[Position identification records]
───

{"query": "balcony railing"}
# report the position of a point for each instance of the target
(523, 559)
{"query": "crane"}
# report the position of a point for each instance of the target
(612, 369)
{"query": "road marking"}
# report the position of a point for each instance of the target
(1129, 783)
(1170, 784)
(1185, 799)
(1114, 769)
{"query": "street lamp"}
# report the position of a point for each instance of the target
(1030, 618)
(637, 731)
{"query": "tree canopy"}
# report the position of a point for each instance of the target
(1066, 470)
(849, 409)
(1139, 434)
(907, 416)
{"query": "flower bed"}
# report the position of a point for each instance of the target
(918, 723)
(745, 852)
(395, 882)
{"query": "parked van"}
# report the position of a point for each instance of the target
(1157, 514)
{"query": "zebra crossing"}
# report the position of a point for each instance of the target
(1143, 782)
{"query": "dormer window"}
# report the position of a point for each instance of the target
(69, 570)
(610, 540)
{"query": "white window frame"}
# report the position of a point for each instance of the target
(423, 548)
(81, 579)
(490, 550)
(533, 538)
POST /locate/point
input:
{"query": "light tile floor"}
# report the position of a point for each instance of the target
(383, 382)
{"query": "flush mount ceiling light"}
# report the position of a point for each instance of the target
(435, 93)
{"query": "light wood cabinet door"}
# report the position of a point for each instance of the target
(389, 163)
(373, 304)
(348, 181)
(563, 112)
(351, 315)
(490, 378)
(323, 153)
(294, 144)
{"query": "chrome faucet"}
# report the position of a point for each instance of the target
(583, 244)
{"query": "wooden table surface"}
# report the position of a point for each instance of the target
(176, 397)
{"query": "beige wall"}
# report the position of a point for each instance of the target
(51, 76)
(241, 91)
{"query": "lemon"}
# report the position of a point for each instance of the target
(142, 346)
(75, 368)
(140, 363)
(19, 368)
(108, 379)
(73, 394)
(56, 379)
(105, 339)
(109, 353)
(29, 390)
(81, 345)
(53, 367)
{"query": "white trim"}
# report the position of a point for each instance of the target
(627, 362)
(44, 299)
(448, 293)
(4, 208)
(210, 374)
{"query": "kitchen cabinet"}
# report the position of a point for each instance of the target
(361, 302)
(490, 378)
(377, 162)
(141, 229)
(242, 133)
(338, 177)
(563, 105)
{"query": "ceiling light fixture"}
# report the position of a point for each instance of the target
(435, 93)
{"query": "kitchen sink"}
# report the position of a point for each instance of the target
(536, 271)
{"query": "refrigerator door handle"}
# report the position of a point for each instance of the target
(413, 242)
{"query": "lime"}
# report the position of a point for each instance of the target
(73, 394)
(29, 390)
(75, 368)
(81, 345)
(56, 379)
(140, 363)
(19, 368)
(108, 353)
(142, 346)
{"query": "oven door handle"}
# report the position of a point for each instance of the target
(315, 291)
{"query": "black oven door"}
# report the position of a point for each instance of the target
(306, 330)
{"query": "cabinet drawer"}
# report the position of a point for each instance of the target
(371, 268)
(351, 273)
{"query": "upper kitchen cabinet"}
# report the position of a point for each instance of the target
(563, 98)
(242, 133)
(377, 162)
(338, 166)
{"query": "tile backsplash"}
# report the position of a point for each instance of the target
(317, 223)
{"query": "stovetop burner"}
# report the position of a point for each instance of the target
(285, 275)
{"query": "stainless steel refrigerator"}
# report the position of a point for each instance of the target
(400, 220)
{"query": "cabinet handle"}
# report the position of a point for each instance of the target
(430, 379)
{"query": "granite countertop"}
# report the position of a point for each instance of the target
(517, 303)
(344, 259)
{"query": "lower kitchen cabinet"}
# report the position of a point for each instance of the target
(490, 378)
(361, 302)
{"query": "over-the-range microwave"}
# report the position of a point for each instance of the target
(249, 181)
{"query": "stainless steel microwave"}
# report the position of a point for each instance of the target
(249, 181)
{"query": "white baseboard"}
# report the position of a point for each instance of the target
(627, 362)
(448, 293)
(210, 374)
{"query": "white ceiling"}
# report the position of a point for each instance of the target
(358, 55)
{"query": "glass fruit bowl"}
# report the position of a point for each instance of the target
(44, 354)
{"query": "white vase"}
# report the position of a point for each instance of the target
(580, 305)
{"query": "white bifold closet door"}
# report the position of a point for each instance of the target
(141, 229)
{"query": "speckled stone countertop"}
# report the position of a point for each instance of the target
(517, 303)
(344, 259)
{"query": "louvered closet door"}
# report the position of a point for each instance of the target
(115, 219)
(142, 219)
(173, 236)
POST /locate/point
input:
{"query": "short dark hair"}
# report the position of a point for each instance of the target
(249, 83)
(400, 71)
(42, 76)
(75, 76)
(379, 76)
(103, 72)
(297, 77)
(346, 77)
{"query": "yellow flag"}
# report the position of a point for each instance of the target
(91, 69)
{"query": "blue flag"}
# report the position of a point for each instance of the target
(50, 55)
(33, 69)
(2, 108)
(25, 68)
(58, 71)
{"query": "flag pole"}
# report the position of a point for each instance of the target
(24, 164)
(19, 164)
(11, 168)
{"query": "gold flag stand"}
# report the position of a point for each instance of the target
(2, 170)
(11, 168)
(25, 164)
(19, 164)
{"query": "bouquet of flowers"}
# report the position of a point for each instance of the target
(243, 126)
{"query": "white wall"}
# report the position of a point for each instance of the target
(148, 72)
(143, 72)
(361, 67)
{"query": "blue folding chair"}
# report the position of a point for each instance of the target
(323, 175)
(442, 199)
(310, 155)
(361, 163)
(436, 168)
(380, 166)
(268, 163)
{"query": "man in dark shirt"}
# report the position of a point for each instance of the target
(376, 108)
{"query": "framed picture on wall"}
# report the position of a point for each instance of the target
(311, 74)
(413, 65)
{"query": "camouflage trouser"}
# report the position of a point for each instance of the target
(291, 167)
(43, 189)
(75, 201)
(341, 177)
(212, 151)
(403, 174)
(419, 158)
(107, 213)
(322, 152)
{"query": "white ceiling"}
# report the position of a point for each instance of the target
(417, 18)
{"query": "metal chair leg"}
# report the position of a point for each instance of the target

───

Exercise description:
Rewrite all of the data above, substituting "occurrence" for every occurrence of "instance" and leaving everything else unchanged.

Task output:
{"query": "balcony railing"}
# report the position of a point for each occurrence of the target
(523, 559)
{"query": "crane"}
# report the position of a point for each occurrence of the target
(612, 369)
{"query": "road marking"}
# report the position of a point for each occurrence of the target
(1129, 783)
(1170, 784)
(1185, 799)
(1114, 769)
{"query": "street lamp"}
# report the position of a point for each occurrence of the target
(1030, 618)
(637, 731)
{"query": "tree canopy"}
# report the position of a point for each occurrence of the target
(1066, 470)
(849, 409)
(1139, 434)
(907, 416)
{"query": "flower bed"}
# report the position of a point for each occurrence of the target
(918, 723)
(745, 852)
(395, 882)
{"query": "parked van"}
# report the position of a point for each occurrence of the target
(1157, 514)
{"query": "zebra crossing"}
# report the position of a point for each occurrence of the target
(1143, 782)
{"query": "dormer window"}
# report the position of a point for each occurrence of the target
(69, 570)
(610, 540)
{"query": "white window frame"}
# report the position of a point for each occurrence of the target
(423, 548)
(81, 579)
(490, 550)
(533, 538)
POST /locate/point
input:
{"query": "light tile floor"}
# report the position of a point for each occurrence of the target
(383, 382)
{"query": "flush mount ceiling light"}
# report the position of a point for each occurrence of the target
(435, 93)
{"query": "light wood cabinet door"}
# report the position of a point for each occurrence of the target
(389, 163)
(373, 304)
(348, 181)
(563, 112)
(351, 315)
(490, 378)
(323, 153)
(294, 144)
{"query": "chrome faucet"}
# report the position of a point for each occurrence of the target
(583, 244)
{"query": "wooden table surface"}
# report the position of a point for each occurrence of the target
(176, 397)
{"query": "beige wall"}
# report the position of a point for each occurrence of the target
(51, 76)
(241, 91)
{"query": "lemon"}
# report the position of a point for each occurrence of the target
(142, 346)
(75, 368)
(140, 363)
(19, 368)
(108, 379)
(73, 394)
(56, 379)
(105, 339)
(109, 353)
(29, 390)
(81, 345)
(53, 367)
{"query": "white trim"}
# report the position of a point for each occurrence of the target
(627, 362)
(44, 299)
(448, 293)
(4, 208)
(210, 374)
{"query": "kitchen cabinet"}
# report the position of a point for each occurrence of the target
(361, 302)
(490, 378)
(377, 162)
(141, 229)
(242, 133)
(338, 177)
(563, 105)
{"query": "ceiling light fixture"}
# report the position of a point for each occurrence of the target
(435, 93)
{"query": "kitchen sink"}
# report the position of a point for each occurrence of the target
(536, 271)
{"query": "refrigerator door handle"}
# report the position of a point for each occurrence of the target
(413, 242)
{"query": "lime"}
# report the position of a point for each occurrence of the target
(73, 394)
(29, 390)
(75, 368)
(81, 345)
(56, 379)
(140, 363)
(19, 368)
(108, 353)
(142, 346)
{"query": "oven door handle"}
# report the position of a point for each occurrence of the target
(315, 291)
{"query": "black oven door"}
# report the position of a point for each occurrence of the target
(306, 330)
{"query": "cabinet drawer"}
# report the position of a point for each occurrence of the target
(371, 268)
(351, 273)
{"query": "upper kitchen cabinet"}
# report the position of a point for each occurrence of the target
(563, 98)
(242, 133)
(377, 162)
(338, 166)
{"query": "tile backsplash"}
# report the position of a point for each occurrence of the target
(317, 223)
{"query": "stovetop burner"}
# report the position of a point for each occurrence of the target
(285, 275)
{"query": "stainless steel refrigerator"}
# report the position of a point for each occurrence of the target
(400, 220)
{"query": "cabinet handle"}
# report the position of a point for each occurrence of the target
(430, 379)
{"query": "granite countertop"}
# report the position of a point for each occurrence of the target
(517, 303)
(344, 259)
{"query": "lower kitchen cabinet"}
# report the position of a point for each occurrence of the target
(490, 378)
(361, 302)
{"query": "over-the-range microwave"}
# report the position of a point for each occurrence of the target
(249, 181)
{"query": "stainless steel microwave"}
# report the position of a point for each occurrence of the target
(249, 181)
{"query": "white baseboard"}
# report the position of a point for each occurrence of the target
(627, 362)
(448, 293)
(210, 374)
{"query": "white ceiling"}
# report the position of a point for each occurrence of the target
(358, 55)
{"query": "glass fruit bowl"}
# report the position of a point for each occurrence of the target
(44, 354)
{"query": "white vase"}
# report the position of a point for each occurrence of the target
(580, 305)
{"query": "white bifold closet door"}
# report the position of a point for each occurrence of the target
(141, 229)
{"query": "speckled stone countertop"}
# report the position of a point for each occurrence of the target
(517, 303)
(344, 259)
{"query": "louvered closet door"}
# report the position of a point for each occurrence of the target
(115, 219)
(142, 219)
(173, 236)
POST /locate/point
input:
{"query": "short dark hair"}
# report the position of a point for each occurrence of the target
(249, 83)
(400, 71)
(42, 76)
(75, 76)
(379, 76)
(103, 72)
(297, 77)
(346, 77)
{"query": "yellow flag"}
# report the position of a point for each occurrence of the target
(91, 69)
{"query": "blue flag"}
# report the position of a point for each occurrence of the target
(50, 55)
(33, 69)
(2, 108)
(25, 68)
(58, 71)
{"query": "flag pole"}
# report the position of a point for each occurrence of the target
(24, 164)
(19, 164)
(11, 168)
{"query": "gold flag stand"}
# report the position of a point for each occurrence of the target
(2, 170)
(11, 168)
(25, 164)
(19, 164)
{"query": "bouquet of flowers"}
# report the position of a point for each occurrence of the target
(243, 126)
{"query": "white wall"}
# report the position of a point for each occurrence of the target
(148, 72)
(143, 72)
(361, 67)
{"query": "blue folding chair"}
# report the position of a point for each occurrence of the target
(323, 175)
(442, 199)
(310, 155)
(361, 163)
(436, 168)
(380, 166)
(268, 163)
{"query": "man in dark shirt"}
# report the position of a point for each occurrence of the target
(376, 108)
{"query": "framed picture on wall"}
# report the position of a point for each occurrence of the target
(311, 74)
(413, 65)
{"query": "camouflage trouser"}
# report the position of a point for each occurrence of the target
(291, 167)
(43, 189)
(75, 201)
(341, 177)
(212, 151)
(403, 174)
(419, 158)
(107, 213)
(322, 152)
{"query": "white ceiling"}
# report the position of a point for each occurrence of the target
(417, 18)
{"query": "metal chair leg"}
# report the position of a point for each occurrence of the target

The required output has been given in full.